WRITTEN INSTRUCTION: Give all of the records below as a two-column CSV with the headers input and output, one row for each text and the answer that follows it. Put each in a single quoted field with line breaks replaced by spaces, and leave out the pictures.

DATASET ROWS:
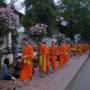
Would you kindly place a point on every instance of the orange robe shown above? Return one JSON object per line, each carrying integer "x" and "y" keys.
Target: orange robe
{"x": 53, "y": 52}
{"x": 42, "y": 57}
{"x": 61, "y": 56}
{"x": 66, "y": 52}
{"x": 47, "y": 59}
{"x": 75, "y": 50}
{"x": 28, "y": 55}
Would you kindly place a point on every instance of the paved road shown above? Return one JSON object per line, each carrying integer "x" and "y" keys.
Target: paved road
{"x": 82, "y": 80}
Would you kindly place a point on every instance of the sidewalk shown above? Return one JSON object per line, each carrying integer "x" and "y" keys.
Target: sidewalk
{"x": 58, "y": 80}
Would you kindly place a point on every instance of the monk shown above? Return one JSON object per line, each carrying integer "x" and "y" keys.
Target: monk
{"x": 75, "y": 50}
{"x": 27, "y": 55}
{"x": 61, "y": 56}
{"x": 66, "y": 52}
{"x": 42, "y": 58}
{"x": 53, "y": 52}
{"x": 47, "y": 59}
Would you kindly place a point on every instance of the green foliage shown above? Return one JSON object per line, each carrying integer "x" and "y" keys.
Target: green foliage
{"x": 78, "y": 12}
{"x": 1, "y": 2}
{"x": 39, "y": 11}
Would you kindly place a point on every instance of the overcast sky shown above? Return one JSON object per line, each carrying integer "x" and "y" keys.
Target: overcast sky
{"x": 22, "y": 9}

TASK RESPONSE:
input,output
"Would you kindly place a point on every instance of the orange robe shown above? Return one JSON object per line, each carrying integer ""x"" and ""y"" keys. Target: orange robe","{""x"": 53, ""y"": 52} {""x"": 42, ""y"": 57} {""x"": 61, ""y"": 56} {""x"": 66, ""y"": 52} {""x"": 47, ""y"": 59} {""x"": 75, ""y"": 50} {""x"": 28, ""y"": 55}"
"Would you kindly place a point on every instance of the paved road shown above? Return one JSON object per line, each carrying integer ""x"" and ""y"" keys. Target: paved road","{""x"": 82, ""y"": 80}"
"Would you kindly place a point on every instance of the sidewalk shown above? Return one JSON object per line, each carrying integer ""x"" and ""y"" keys. Target: sidewalk","{""x"": 58, ""y"": 80}"
"Would you kindly place a point on every instance of the monk shown above? Return one JSON object per line, each carrying integer ""x"" and ""y"" keys. Target: monk","{""x"": 75, ""y"": 50} {""x"": 27, ""y"": 55} {""x"": 61, ""y"": 56} {""x"": 66, ""y"": 52} {""x"": 42, ""y"": 58} {""x"": 53, ""y"": 52} {""x"": 47, ""y"": 59}"
"Would you kindly place a point on every instance of the green foliage shown above? Return one JSON object per line, each carrying integer ""x"" and ""y"" keys. Target: green foliage","{""x"": 78, ""y"": 12} {""x"": 1, ""y"": 2} {""x"": 39, ""y"": 11}"
"Would you kindly place a point on every instance of the overcast sky shown above? Return one JSON object per line, each carrying integer ""x"" and ""y"" keys. Target: overcast sky","{""x"": 22, ""y"": 9}"